====== Material for this task ======
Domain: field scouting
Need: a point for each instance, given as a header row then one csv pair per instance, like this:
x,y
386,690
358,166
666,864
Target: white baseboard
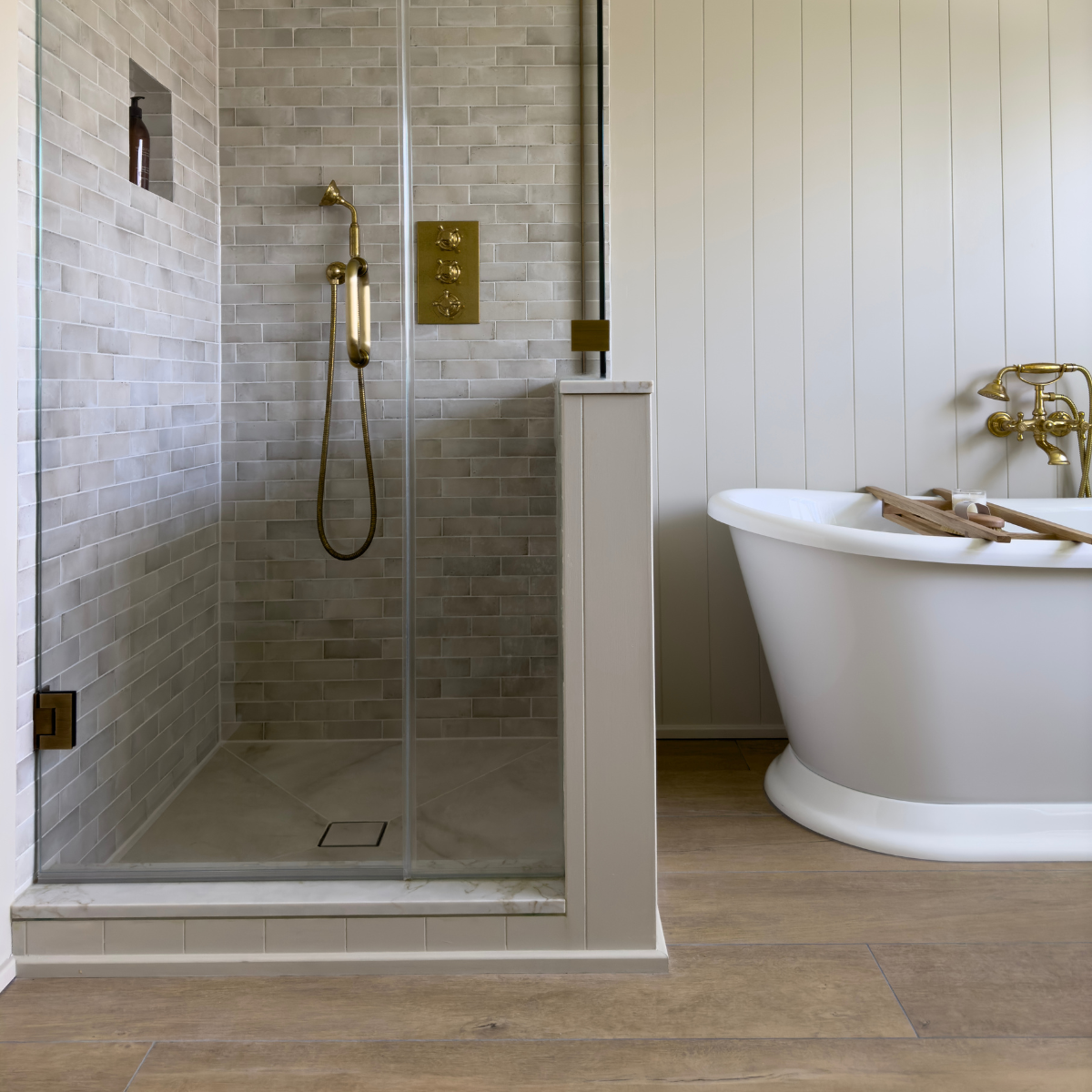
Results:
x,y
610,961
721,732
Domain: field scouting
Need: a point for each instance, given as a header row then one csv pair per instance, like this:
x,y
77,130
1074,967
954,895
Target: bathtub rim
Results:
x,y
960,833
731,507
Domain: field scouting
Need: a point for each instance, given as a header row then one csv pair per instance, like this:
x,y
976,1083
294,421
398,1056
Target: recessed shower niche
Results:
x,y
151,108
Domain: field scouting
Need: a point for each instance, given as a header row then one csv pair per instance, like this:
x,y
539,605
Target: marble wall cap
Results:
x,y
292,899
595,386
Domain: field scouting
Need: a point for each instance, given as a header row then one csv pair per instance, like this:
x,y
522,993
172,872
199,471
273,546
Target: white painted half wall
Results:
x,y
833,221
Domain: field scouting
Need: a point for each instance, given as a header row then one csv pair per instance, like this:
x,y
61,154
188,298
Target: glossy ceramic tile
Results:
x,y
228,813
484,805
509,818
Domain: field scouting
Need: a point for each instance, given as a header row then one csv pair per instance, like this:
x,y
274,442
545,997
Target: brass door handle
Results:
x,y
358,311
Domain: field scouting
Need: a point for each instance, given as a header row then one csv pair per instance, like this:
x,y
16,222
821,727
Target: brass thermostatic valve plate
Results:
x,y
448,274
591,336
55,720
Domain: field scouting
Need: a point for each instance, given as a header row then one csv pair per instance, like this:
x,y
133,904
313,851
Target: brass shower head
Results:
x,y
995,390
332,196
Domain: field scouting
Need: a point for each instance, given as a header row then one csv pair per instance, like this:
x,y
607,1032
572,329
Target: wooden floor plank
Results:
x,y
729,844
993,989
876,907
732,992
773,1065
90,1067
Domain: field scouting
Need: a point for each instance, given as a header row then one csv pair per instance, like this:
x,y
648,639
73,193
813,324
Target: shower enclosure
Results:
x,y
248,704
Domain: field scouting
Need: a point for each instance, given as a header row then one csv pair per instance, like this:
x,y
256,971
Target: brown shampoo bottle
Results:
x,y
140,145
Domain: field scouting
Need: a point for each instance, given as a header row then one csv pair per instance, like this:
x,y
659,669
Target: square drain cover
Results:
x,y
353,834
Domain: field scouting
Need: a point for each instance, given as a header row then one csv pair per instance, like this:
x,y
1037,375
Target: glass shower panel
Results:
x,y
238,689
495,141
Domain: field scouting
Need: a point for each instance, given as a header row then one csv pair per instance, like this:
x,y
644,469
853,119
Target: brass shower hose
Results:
======
Instructions to follow:
Without the pictures, return the entries exactly as they appear.

Task output:
Domain: field scouting
Need: a point for each instance, given as a header row then one csv pair per instance, like this:
x,y
386,690
358,166
666,864
Target: white baseboard
Results:
x,y
610,961
721,732
Domain: field scouting
Need: a point for each instance, given as a header row then one csv pair per instance, like this:
x,y
77,130
1074,967
954,895
Target: bathtub rim
Results:
x,y
960,833
731,507
Domain: field scouting
Need: a point for each instance, given as a header row then one csv pair per instance, like this:
x,y
976,1083
294,421
398,1056
Target: recessed shower niche
Results:
x,y
151,108
Domain: field scouting
Need: a point for each instance, given as a header row then one csv pair per instance, like this:
x,y
539,605
Target: marble wall cap
Results:
x,y
292,899
595,386
Domain: field scouting
Need: a point for each instance, given as a header row then one csv pair per instance, like this:
x,y
522,993
172,872
199,471
273,546
Target: white painted half wall
Results:
x,y
833,221
Domain: field scouting
Need: a point for each instance, given as a header row then one csv pair per instance, like this:
x,y
61,154
188,298
Target: glossy ceramic tile
Results:
x,y
228,813
484,805
509,818
Domain: field scouting
Need: a point for each instance, given as a header row then one csv pair per instance, like this:
x,y
274,442
545,997
Target: brass door handle
Results:
x,y
358,311
Domain: field scouting
Need: a point for each instance, given as a header row then one csv pair per instance, like this:
x,y
16,222
821,727
Target: brass thermostatic valve plate
Results:
x,y
448,274
591,336
55,720
Domain: field scouting
Need: a point for each instance, given as a header row then one csv pair per instance, like this:
x,y
133,904
313,851
Target: brass shower head
Results:
x,y
995,390
332,196
Domain: field scouting
Need: a point for each instance, given as a header row then one csv pair per instance, like this:
x,y
607,1032
572,329
Target: wooden floor plank
Results:
x,y
729,844
993,989
876,907
732,992
773,1065
90,1067
Domain: field scouting
Need: a point for each instance, given as a header row then one csv pair per instance, like this:
x,y
648,639
73,193
813,324
Target: shower enclosure
Results:
x,y
248,704
Domain: field scouting
Need: a point for each instance, given as a header row then one csv pair per instance, like this:
x,y
256,971
Target: brown shampoo bottle
Results:
x,y
140,145
Domain: field scouting
Need: a point for each instance, given as a header row then one csv pair per instance, like this:
x,y
659,669
Target: square drain cover
Results:
x,y
353,834
Domain: field scouting
Need: a point for each instance, given as a header row then one csv pair per instance, like this:
x,y
1037,375
Target: glass shower panel
Results:
x,y
238,689
495,141
Domain: field scouting
Need: a point for each instance, given as a header row then one csv pair per instance, like this:
x,y
644,469
853,119
Target: brass shower hose
Results:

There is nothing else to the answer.